_本文抜粋:_
::::
丸谷さんは、批評家としても優れていた。実に博識で、しかも鋭い視点から物事を見据えていた。まさに現代における「知の巨人」というのが相応しい人だった。

丸谷さんの日本語へのこだわりは相当なもので、膨大な日本語論を残している。丸谷さんの日本語論の特徴は、何気ない言葉を手掛かりにして、その歴史的な変異や意味の重層性を探りだし、そこから日本語という生き物の奥に潜む鼓動のようなものをあばきだすところにあった。源氏物語や新古今集など日本の古典文学への深い造詣がその基礎となっていたことはいうまでもない。

丸谷さんは、日本語を歴史的仮名遣いで表現していた。いまどきそんなことをする人は丸谷さん以外にはいなかった。学者の中には、戦後の国語改革を厳しく批判し、歴史的仮名遣いを今のような仮名遣いに変えたのは誤りだったという人もいるが、そういう人でも、仕事上は現代風の仮名遣いを使っている。だから丸谷さんの姿勢は非常に際立ってみえたものだ。

そんな丸谷さんが亡くなった。享年87歳だったそうだ。一人の巨人が消えるのを惜しく思うとともに、歴史的仮名遣いを使う人がいなくなったことにも、一抹の寂寥感を覚える。
::::
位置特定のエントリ
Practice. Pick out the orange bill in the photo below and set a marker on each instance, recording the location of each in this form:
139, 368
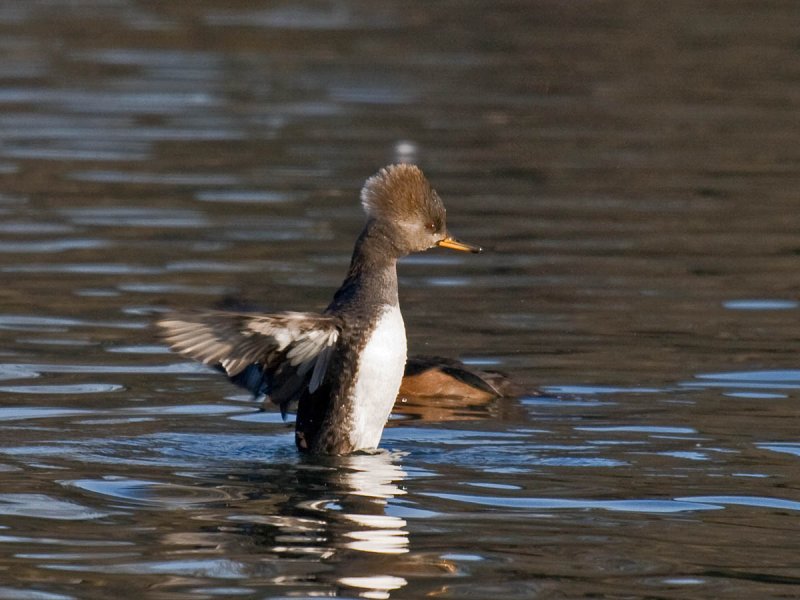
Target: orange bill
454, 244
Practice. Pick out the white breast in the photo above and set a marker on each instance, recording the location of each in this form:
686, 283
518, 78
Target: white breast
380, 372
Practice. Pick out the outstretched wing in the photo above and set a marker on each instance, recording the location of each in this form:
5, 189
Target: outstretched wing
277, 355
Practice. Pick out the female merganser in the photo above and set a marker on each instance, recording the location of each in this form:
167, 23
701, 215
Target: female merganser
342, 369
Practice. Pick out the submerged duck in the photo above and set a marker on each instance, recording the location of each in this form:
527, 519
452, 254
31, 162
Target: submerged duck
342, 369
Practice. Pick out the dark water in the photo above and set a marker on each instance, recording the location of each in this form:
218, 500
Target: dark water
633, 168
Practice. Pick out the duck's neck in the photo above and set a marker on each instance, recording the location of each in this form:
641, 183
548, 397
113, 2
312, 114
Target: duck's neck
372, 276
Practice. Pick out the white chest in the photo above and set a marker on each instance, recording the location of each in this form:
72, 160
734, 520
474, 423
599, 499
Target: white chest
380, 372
::::
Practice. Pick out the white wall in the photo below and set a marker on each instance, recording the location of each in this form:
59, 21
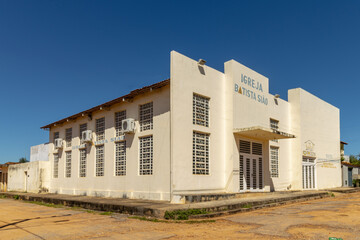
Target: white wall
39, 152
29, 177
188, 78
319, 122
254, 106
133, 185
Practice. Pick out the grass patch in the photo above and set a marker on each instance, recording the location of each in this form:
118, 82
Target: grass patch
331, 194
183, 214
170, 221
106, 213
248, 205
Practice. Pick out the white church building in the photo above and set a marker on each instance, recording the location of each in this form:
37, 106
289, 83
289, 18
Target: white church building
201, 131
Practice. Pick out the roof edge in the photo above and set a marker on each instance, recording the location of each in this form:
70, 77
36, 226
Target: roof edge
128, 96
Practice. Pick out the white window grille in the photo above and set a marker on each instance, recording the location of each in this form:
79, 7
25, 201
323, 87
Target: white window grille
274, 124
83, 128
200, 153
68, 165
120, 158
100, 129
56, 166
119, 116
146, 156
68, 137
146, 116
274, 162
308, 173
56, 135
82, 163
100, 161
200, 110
::::
_課題の要件:_
1. 本文に含まれる、「歴史的仮名遣い」という語を含む文をすべて挙げよ。
2. エントリのうち、文字列「window」を含む行をすべて抽出せよ。
本文とエントリの間に関連はない。

_解答一覧:_
1.
丸谷さんは、日本語を歴史的仮名遣いで表現していた。
学者の中には、戦後の国語改革を厳しく批判し、歴史的仮名遣いを今のような仮名遣いに変えたのは誤りだったという人もいるが、そういう人でも、仕事上は現代風の仮名遣いを使っている。
一人の巨人が消えるのを惜しく思うとともに、歴史的仮名遣いを使う人がいなくなったことにも、一抹の寂寥感を覚える。

2.
Practice. Pick out the white window grille in the photo above and set a marker on each instance, recording the location of each in this form:
Target: white window grille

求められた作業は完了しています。